Problem requirements: A faithful transcription of all the entries below is needed, without the pictures.

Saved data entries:
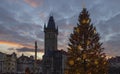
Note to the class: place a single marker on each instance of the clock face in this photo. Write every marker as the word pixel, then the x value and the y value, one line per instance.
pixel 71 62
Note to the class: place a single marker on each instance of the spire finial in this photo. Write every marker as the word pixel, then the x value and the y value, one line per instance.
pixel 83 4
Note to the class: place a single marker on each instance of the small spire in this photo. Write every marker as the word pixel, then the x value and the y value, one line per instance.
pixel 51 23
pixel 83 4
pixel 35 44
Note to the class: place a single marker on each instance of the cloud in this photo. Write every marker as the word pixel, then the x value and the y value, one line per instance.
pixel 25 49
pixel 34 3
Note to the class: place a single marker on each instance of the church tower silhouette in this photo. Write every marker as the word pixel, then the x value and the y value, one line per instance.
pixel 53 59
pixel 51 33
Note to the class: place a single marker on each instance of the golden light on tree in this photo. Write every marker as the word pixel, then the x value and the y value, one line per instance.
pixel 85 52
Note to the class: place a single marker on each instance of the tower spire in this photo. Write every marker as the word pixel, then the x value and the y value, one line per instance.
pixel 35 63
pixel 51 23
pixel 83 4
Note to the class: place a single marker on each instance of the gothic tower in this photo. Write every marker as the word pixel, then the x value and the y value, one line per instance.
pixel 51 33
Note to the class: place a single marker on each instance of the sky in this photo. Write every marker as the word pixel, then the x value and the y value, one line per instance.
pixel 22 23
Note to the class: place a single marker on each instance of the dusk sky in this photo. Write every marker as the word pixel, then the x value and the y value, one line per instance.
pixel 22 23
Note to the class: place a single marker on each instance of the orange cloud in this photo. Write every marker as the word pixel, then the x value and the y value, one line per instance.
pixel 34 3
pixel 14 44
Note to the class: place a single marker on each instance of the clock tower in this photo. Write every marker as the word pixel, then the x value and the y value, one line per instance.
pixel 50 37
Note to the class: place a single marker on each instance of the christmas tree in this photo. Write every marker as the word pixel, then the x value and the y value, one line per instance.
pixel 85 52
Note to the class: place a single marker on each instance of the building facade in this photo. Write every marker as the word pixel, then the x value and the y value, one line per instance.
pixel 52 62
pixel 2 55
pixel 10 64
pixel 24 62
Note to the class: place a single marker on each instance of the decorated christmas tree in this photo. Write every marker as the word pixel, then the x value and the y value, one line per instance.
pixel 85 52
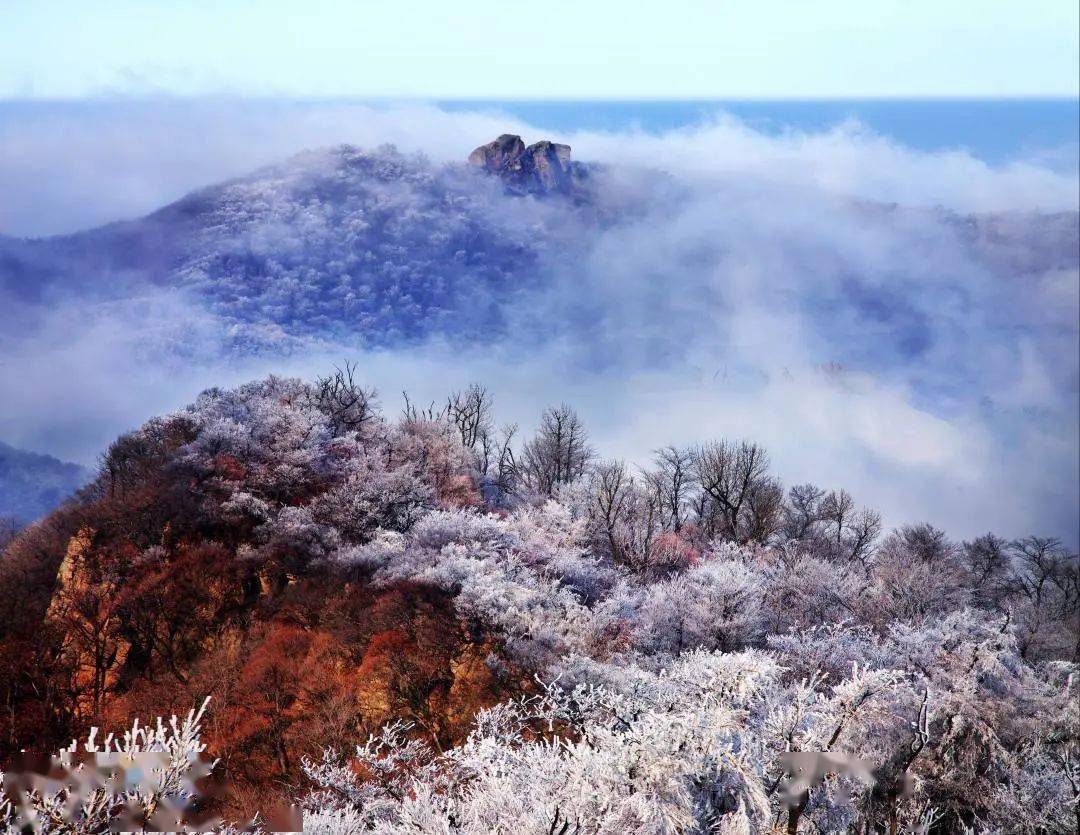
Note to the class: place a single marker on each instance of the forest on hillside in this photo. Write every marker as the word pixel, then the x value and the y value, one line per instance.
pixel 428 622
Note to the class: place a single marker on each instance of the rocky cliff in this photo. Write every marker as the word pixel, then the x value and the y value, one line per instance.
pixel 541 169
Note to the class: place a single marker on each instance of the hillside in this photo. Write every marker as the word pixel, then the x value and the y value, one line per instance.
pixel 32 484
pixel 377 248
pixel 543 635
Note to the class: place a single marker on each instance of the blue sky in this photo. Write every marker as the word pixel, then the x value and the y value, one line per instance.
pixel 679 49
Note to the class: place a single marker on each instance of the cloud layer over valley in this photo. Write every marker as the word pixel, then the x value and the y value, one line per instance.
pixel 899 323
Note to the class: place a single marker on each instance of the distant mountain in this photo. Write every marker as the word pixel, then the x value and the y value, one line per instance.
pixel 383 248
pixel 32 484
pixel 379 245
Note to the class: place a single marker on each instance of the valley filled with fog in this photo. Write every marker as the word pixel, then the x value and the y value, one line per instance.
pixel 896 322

Response area:
Note to the class: place a single marker on each instance of the clock face in this photo. Write every marker as the word pixel, then the x value and the y value, one line per instance.
pixel 71 62
Note to the class: place a single marker on each instance of the spire finial in this photo. Write every marker as the word pixel, then the x value and the y value, one line per instance.
pixel 83 4
Note to the class: place a single marker on each instance of the small spire in this photo. Write every marker as the word pixel, then the x value and the y value, one line per instance.
pixel 51 23
pixel 83 4
pixel 35 44
Note to the class: place a single marker on each instance of the cloud in this photo. Write every marker as the word pixel, then the x value and the y value, one line per instance.
pixel 25 49
pixel 34 3
Note to the class: place a single marker on each instance of the church tower silhouette in this photo. Write every marker as the word pixel, then the x value and the y value, one line per instance.
pixel 53 59
pixel 51 33
Note to the class: place a single marker on each instance of the golden light on tree in this photo. Write every marker as the word pixel, then the x value and the y value, one line per instance.
pixel 85 52
Note to the class: place a single marker on each instance of the tower spire in this photo. Write every marker as the word pixel, then the x value and the y value, one line per instance.
pixel 35 63
pixel 51 23
pixel 83 4
Note to the class: place a single marker on each instance of the gothic tower in this photo. Write every marker as the word pixel, then the x value and the y value, one line per instance.
pixel 51 33
Note to the class: place a single marker on each instance of the sky in this photo. Write every marker as the word pixel, then the x value and the y value, one line per instance.
pixel 22 23
Note to the class: place a single marker on each instance of the dusk sky in this photo. Write every marker as the word pixel, then the x value and the y value, one line per instance.
pixel 22 23
Note to the class: place a single marker on each instance of the orange cloud in this photo. Write every marker as the word pixel, then the x value and the y value, one line per instance.
pixel 34 3
pixel 14 44
Note to the class: place a single marker on each instance of the clock tower in this photo. Write every marker as the word pixel, then the x value and the y value, one line per instance.
pixel 50 37
Note to the class: place a single marker on each instance of the christmas tree in this photo. Write every marker as the word pixel, then the x value and the y value, one line per instance.
pixel 85 52
Note to the class: place a single marker on each instance of the building facade in this photo. Write every marker as the word pixel, then the x value and the y value, one line per instance.
pixel 52 62
pixel 2 55
pixel 10 64
pixel 24 62
Note to the class: place a single marker on each instance of the decorated christmas tree in this photo. Write every marker as the word pixel, then the x value and the y value, one line per instance.
pixel 85 52
Note to the class: place a single marker on each instance of the forest on hillside in this photo. Write every marker as the word pixel, then the x value and the y value, one line per instance.
pixel 428 622
Note to the class: place a single marker on each instance of the rocky cliff in this photo. Write every marker as the word pixel, then the x value and the y value, one line per instance.
pixel 541 169
Note to the class: place a single marker on each instance of the hillside in this photo. Write every marker as the word pixel, then the x value and the y value, one line per instance.
pixel 32 484
pixel 377 248
pixel 543 635
Note to the class: place a single marker on each instance of the blue sky in this photo. Write every marker as the word pixel, then the x value and the y value, one line per instance.
pixel 679 49
Note to the class: place a single marker on each instance of the cloud layer over valley in this photo. Write every marker as the word pixel, then the x value and the y value, one line per instance.
pixel 899 323
Note to the class: place a single marker on each instance of the distant mountain in this photo. Write every marker as the word pixel, then the x value and the y value, one line per instance.
pixel 383 248
pixel 32 484
pixel 379 245
Note to the class: place a single marker on each instance of the valley filled with fog in this photo. Write every marker as the word pixel, then the x value and the y value, one line per instance.
pixel 896 322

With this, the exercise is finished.